Data excerpts ▸
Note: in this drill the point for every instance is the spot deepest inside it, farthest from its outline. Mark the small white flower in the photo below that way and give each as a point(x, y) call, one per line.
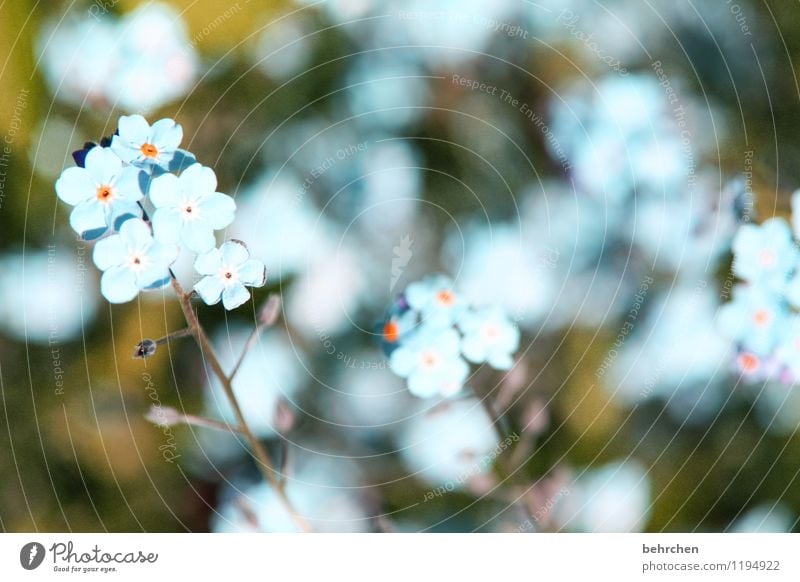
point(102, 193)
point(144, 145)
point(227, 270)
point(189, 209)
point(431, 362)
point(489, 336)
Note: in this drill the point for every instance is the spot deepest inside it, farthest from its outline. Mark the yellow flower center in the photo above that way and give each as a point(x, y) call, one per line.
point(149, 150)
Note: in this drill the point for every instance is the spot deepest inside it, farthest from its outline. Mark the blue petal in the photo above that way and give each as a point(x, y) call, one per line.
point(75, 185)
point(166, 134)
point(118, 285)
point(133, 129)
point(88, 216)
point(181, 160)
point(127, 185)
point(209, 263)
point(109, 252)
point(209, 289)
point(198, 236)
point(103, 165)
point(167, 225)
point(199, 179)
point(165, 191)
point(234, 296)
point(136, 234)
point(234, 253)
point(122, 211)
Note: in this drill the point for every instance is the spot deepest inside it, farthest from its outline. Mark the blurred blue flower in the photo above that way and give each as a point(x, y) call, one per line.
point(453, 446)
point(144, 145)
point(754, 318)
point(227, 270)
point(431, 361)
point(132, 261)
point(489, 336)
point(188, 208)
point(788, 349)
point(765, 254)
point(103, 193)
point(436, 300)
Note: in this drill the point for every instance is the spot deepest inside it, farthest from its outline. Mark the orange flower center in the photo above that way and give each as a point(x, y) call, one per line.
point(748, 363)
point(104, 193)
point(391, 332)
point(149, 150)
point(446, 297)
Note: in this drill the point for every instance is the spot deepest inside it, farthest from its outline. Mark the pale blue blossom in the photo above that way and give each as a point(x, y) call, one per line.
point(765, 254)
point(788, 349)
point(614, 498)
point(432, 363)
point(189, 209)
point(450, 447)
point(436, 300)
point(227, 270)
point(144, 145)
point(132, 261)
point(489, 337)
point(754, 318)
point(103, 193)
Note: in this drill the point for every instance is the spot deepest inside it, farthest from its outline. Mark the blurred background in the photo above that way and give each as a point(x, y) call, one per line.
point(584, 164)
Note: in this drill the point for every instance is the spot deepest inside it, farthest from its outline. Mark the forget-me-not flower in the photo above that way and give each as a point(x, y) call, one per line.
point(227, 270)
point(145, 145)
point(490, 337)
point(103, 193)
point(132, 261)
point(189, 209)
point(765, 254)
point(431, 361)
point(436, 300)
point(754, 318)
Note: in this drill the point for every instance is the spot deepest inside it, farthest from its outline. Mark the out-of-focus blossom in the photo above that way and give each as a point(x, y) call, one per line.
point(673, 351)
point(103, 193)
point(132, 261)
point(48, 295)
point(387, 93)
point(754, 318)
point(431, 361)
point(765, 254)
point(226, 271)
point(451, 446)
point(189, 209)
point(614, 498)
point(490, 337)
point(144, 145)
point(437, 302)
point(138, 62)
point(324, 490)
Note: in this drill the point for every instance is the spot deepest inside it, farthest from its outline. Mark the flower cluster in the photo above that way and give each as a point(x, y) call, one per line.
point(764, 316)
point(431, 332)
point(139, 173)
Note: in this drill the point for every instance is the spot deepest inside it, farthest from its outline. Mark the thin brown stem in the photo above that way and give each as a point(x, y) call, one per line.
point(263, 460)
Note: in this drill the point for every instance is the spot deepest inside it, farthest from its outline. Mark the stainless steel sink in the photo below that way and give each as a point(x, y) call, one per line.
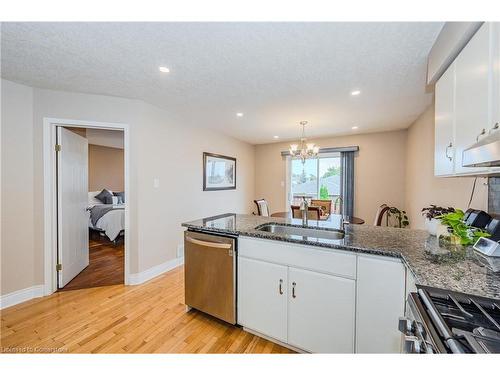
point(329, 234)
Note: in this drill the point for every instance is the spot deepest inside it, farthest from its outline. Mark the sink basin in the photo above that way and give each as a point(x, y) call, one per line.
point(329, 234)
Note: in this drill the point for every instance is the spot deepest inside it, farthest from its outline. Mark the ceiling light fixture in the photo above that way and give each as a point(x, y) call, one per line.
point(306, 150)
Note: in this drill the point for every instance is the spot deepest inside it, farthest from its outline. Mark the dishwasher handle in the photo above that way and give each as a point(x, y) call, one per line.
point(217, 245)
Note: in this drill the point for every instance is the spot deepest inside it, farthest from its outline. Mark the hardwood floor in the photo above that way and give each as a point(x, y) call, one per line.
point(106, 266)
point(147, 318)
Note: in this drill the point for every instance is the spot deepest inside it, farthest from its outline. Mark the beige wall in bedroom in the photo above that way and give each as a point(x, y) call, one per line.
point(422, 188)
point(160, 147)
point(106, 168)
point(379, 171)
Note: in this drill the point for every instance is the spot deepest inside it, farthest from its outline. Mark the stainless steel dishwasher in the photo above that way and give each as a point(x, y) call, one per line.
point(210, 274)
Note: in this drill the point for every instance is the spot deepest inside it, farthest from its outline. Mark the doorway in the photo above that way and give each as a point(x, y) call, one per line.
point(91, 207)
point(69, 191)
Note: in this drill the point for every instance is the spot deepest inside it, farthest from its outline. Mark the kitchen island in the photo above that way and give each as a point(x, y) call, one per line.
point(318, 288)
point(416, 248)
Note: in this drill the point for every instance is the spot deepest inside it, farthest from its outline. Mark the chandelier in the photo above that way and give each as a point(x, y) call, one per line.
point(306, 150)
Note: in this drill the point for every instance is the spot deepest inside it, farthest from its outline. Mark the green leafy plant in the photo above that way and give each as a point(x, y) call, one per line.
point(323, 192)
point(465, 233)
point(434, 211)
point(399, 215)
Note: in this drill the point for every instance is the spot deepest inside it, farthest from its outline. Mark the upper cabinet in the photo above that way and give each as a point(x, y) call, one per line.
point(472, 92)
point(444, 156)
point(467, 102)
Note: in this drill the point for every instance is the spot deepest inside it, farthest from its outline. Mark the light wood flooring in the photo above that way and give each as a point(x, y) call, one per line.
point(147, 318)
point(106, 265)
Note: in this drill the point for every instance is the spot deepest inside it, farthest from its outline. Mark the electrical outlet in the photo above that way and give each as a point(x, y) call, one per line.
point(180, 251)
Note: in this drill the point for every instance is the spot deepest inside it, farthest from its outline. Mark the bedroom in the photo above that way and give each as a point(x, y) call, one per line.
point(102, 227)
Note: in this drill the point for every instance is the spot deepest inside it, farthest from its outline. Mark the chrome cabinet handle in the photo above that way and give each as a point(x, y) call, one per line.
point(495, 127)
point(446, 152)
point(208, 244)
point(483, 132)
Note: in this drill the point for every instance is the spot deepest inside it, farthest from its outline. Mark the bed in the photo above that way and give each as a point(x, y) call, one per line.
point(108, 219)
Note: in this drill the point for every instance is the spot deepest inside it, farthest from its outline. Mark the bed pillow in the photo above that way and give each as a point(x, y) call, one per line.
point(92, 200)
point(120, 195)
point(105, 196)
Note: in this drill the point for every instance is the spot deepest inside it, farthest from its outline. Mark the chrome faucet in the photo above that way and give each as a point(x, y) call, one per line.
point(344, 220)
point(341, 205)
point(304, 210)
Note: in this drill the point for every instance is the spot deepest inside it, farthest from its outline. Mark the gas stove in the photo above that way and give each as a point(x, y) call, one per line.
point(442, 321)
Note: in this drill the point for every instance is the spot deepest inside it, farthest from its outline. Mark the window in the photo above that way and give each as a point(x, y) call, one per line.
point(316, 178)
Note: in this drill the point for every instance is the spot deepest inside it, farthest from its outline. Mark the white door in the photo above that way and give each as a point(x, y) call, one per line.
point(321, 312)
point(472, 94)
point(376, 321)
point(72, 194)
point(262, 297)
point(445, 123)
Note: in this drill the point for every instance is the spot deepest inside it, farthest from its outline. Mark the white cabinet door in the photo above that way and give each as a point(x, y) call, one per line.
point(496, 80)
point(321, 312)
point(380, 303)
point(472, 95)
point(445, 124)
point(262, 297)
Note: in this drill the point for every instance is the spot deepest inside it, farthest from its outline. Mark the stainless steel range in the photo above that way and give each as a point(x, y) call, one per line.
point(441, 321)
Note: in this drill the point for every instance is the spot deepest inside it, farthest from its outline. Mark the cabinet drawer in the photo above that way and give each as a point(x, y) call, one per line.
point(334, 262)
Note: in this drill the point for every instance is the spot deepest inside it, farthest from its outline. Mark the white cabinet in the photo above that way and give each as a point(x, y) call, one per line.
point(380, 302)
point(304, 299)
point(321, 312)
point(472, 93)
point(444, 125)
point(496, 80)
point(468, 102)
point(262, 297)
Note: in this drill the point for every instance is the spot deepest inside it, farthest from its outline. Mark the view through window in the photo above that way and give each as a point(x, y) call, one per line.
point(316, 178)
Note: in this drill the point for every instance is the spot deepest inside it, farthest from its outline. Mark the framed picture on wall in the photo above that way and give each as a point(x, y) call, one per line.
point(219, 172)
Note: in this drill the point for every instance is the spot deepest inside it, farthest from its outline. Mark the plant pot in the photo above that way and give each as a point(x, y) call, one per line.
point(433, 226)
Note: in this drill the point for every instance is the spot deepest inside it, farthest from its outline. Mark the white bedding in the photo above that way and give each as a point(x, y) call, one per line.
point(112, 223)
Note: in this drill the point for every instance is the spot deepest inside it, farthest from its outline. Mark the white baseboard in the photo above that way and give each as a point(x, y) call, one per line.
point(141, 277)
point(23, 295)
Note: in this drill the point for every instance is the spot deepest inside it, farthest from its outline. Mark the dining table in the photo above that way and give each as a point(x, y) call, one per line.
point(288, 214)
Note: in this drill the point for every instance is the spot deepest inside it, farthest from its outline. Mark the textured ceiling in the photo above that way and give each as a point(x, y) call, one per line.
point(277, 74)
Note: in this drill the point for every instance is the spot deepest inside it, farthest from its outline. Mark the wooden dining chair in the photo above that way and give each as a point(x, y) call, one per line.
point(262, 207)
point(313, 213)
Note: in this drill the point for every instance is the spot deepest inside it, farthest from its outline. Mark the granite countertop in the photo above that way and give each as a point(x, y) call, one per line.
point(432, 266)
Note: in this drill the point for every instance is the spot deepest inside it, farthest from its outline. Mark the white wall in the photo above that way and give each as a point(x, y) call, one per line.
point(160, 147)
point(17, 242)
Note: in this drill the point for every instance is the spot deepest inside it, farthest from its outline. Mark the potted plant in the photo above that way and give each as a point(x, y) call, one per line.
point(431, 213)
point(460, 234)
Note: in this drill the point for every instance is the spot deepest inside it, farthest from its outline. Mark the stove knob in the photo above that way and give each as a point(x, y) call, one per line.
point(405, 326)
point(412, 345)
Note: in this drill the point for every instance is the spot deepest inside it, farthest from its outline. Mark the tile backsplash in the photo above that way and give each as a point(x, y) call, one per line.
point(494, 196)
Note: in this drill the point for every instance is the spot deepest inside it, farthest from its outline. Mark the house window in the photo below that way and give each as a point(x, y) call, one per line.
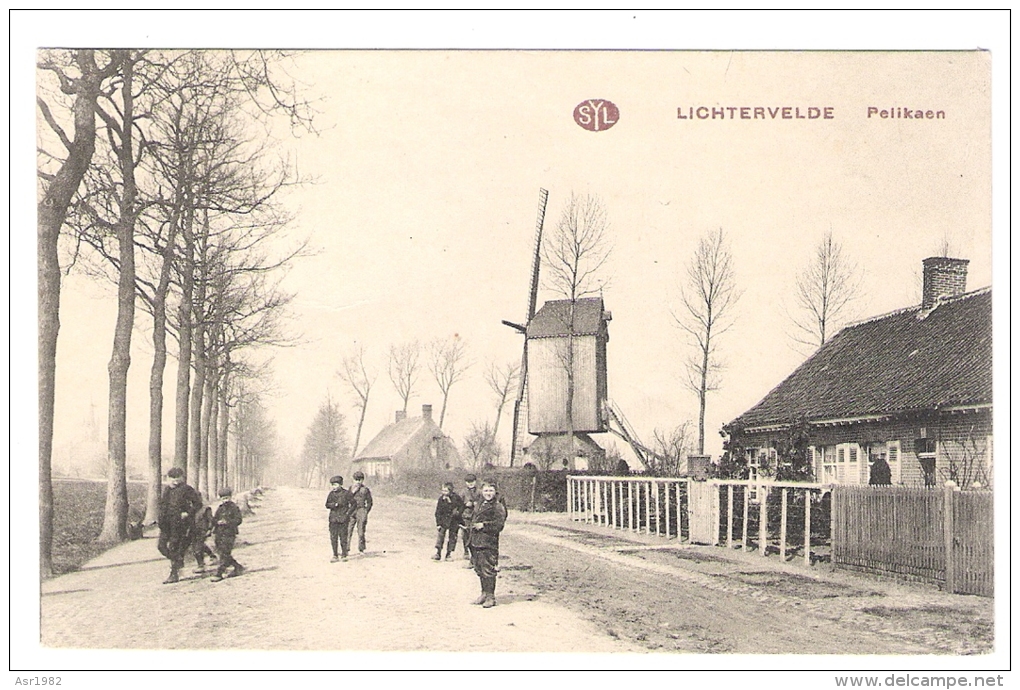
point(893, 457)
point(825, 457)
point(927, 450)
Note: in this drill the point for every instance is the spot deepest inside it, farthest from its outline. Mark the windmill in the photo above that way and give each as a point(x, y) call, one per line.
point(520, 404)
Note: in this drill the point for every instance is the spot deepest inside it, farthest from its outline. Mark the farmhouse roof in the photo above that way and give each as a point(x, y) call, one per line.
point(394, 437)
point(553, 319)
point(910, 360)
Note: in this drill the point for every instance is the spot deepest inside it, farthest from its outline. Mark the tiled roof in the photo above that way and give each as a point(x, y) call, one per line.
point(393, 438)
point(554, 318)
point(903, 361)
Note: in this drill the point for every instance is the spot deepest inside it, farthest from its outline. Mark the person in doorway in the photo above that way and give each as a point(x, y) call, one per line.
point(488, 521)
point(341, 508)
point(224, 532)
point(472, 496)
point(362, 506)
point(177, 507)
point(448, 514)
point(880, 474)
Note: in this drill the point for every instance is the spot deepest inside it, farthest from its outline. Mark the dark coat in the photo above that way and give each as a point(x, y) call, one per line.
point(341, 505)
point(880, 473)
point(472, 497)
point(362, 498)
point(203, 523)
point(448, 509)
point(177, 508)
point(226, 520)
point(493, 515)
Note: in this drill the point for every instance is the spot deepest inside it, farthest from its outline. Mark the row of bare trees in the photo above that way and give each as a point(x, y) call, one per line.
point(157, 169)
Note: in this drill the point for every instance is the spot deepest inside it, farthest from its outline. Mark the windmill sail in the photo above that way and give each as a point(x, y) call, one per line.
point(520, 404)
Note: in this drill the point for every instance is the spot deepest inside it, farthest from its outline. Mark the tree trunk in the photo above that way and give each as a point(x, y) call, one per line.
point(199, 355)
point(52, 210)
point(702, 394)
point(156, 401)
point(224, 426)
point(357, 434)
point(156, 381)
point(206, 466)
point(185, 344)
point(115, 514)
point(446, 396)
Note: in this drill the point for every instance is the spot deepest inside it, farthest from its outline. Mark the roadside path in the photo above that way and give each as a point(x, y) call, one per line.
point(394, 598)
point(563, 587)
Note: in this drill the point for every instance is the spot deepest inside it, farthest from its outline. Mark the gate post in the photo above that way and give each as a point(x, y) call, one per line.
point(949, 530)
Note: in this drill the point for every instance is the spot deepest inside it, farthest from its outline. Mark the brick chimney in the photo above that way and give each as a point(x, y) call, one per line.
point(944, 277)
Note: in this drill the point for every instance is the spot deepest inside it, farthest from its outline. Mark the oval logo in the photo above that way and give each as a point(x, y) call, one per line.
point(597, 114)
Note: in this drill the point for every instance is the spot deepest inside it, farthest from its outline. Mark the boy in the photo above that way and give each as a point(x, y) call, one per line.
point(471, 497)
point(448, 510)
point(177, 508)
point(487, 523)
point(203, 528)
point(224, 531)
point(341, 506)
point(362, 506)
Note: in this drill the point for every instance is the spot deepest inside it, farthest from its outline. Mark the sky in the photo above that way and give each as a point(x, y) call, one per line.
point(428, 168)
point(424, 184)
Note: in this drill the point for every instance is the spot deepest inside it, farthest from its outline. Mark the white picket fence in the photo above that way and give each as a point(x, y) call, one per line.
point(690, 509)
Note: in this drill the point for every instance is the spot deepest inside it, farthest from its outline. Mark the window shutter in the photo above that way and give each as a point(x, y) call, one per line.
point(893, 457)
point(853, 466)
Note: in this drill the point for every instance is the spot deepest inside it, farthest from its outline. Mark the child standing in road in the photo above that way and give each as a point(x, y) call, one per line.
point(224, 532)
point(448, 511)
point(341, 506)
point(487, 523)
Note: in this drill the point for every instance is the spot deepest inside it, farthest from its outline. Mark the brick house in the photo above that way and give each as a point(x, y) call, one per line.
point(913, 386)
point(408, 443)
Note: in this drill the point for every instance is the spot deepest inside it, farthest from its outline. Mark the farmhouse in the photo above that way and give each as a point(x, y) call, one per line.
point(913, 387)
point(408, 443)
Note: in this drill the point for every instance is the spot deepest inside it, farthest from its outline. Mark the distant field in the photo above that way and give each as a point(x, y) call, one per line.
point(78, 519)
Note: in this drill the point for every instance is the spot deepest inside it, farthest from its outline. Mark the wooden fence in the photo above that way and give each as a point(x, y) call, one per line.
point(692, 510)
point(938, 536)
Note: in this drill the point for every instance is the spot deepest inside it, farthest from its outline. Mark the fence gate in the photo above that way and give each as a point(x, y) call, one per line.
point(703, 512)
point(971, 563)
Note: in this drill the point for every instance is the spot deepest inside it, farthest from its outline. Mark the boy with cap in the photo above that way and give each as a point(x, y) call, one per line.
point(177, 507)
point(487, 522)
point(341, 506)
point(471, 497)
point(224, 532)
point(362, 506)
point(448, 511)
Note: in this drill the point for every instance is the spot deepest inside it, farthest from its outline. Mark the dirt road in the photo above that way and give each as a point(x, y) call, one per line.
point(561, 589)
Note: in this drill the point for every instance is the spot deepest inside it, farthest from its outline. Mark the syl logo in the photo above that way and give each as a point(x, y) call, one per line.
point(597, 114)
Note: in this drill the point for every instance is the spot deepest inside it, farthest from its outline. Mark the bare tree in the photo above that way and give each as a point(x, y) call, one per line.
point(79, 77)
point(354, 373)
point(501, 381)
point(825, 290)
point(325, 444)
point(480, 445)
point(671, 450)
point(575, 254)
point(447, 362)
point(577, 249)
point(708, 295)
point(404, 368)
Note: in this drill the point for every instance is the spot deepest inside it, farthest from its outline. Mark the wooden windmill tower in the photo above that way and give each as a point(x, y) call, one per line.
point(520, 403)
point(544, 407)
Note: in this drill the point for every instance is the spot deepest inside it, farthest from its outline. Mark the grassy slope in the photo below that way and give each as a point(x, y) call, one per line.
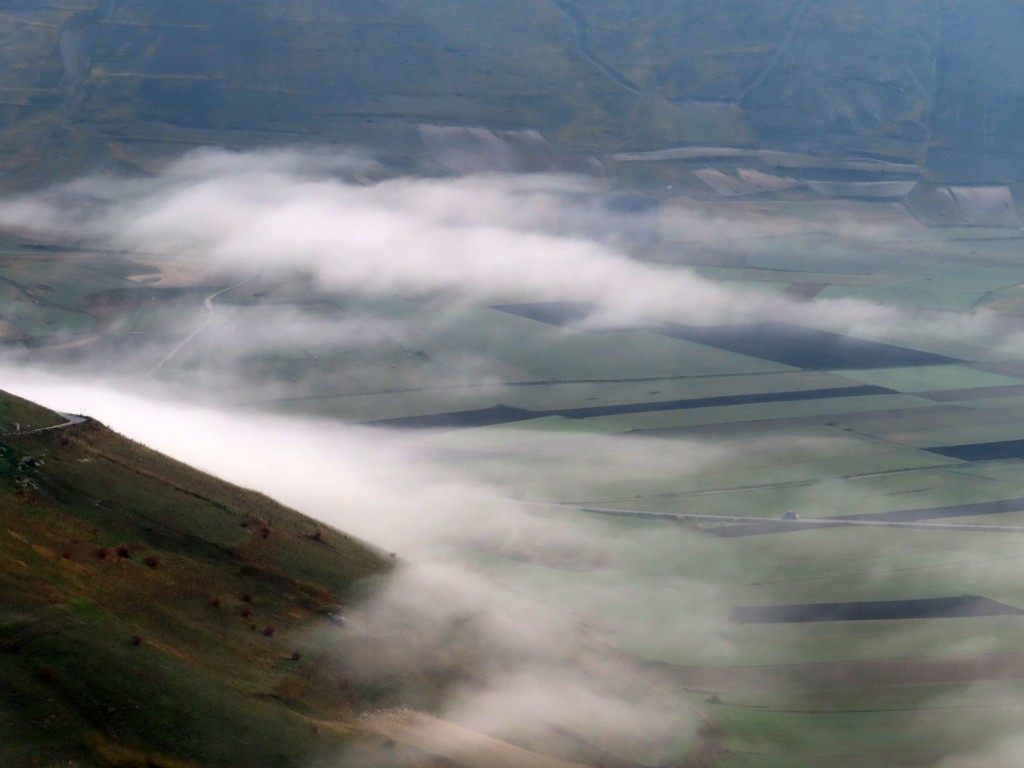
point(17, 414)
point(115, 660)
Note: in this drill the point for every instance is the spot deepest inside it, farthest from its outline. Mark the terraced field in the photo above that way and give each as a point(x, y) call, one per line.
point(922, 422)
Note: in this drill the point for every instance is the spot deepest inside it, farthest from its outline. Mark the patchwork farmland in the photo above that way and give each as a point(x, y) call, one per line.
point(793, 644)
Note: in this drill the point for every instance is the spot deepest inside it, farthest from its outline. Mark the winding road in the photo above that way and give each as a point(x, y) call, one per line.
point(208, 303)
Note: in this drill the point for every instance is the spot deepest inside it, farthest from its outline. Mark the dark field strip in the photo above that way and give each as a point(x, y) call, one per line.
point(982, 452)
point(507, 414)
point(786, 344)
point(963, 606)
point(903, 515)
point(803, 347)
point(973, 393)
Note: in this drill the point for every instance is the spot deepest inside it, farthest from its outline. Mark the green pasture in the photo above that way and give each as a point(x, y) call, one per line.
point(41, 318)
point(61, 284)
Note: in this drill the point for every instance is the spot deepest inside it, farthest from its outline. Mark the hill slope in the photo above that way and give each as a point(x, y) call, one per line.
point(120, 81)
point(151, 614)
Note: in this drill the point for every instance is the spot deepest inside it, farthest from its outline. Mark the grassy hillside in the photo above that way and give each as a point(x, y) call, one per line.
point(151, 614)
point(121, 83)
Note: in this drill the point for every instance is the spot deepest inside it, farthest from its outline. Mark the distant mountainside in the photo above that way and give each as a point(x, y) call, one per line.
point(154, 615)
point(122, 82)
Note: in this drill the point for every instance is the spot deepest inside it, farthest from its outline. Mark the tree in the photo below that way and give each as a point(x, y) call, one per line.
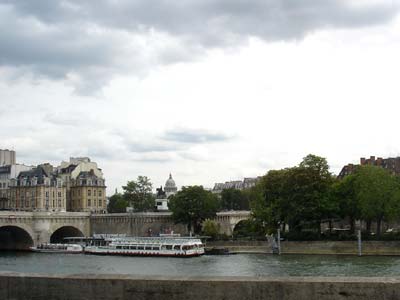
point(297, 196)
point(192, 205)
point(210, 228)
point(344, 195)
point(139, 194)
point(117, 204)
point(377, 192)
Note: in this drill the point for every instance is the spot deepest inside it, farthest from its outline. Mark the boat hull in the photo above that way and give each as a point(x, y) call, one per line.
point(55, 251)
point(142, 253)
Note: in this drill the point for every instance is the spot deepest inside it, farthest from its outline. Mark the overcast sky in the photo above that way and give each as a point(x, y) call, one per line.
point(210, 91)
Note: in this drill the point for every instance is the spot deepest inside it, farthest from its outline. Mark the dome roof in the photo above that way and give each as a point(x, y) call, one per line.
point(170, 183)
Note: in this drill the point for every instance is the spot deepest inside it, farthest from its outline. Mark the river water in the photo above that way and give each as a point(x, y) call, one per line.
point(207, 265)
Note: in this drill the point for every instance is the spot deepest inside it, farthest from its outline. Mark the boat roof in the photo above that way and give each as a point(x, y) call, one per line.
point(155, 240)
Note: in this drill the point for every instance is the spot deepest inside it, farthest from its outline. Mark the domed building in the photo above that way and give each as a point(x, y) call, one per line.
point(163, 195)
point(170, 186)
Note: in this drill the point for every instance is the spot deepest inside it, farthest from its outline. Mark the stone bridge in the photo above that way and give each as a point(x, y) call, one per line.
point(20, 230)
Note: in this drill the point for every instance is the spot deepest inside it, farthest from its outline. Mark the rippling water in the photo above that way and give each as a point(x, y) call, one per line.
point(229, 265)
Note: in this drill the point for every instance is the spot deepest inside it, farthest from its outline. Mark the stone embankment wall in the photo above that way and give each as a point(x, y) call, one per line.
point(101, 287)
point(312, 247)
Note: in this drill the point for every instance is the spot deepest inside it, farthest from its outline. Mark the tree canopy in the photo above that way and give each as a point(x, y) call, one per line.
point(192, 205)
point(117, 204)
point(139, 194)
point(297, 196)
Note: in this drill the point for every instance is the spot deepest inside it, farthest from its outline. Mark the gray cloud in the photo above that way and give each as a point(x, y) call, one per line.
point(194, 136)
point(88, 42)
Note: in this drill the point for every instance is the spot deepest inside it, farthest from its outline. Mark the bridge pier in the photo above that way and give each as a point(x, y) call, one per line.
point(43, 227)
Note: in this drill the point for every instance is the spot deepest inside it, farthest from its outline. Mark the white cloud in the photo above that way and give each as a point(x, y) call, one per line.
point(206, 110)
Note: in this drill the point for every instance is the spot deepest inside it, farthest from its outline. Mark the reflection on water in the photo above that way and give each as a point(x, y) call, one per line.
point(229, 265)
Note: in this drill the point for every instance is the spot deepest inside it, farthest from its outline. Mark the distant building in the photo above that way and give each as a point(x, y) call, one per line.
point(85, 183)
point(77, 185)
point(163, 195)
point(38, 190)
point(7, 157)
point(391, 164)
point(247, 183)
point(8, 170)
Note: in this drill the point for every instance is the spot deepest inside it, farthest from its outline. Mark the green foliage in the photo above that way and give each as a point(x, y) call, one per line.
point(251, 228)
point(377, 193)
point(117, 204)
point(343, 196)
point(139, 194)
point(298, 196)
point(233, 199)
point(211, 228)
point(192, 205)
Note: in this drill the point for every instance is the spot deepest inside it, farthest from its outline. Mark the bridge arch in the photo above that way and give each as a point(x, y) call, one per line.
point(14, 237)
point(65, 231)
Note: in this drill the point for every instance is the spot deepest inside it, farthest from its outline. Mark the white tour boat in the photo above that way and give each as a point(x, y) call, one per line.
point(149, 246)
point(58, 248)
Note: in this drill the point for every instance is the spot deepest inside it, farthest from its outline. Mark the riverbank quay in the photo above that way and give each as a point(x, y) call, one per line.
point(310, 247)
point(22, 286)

The exercise ▸ Convert the entries from the line with "Mark the winding" up to and including the line with "point(121, 83)" into a two-column CSV with the columns instruction and coordinates. Give one row per entry, with each value in a single quoted field and its line breaks replaced by spaces.

In response ▸
instruction,coordinates
"Note: in this drill the point for every instance is the spot deepest inside it, farthest from its outline. Mark the winding road in the photo above that way and give each as a point(x, y) call, one per line.","point(208, 303)"
"Note: in this drill the point for every instance is the spot deepest inside it, farthest from its outline. Mark the dark field strip in the photo above that way and give each as a point(x, y) call, one per line.","point(982, 452) point(507, 414) point(786, 344) point(963, 606) point(903, 515) point(803, 347) point(973, 393)"
"Note: in this drill the point for every instance is the spot deepest inside it, farthest from its outline. Mark the green pasture in the photo above that way and give each as a point(x, y) call, one per line.","point(41, 318) point(61, 284)"
"Note: in this drill the point for every instance is the spot deepest inside it, farthest from its outline. Mark the hill slope in the photo above that way and give each as a point(x, y) call, one per line.","point(120, 81) point(151, 614)"
"Note: in this drill the point for every instance is the spot deepest inside it, farthest from its outline. Mark the grassy hillside in the photo above that way and give each as a point(x, y) call, one per line.","point(151, 614) point(121, 83)"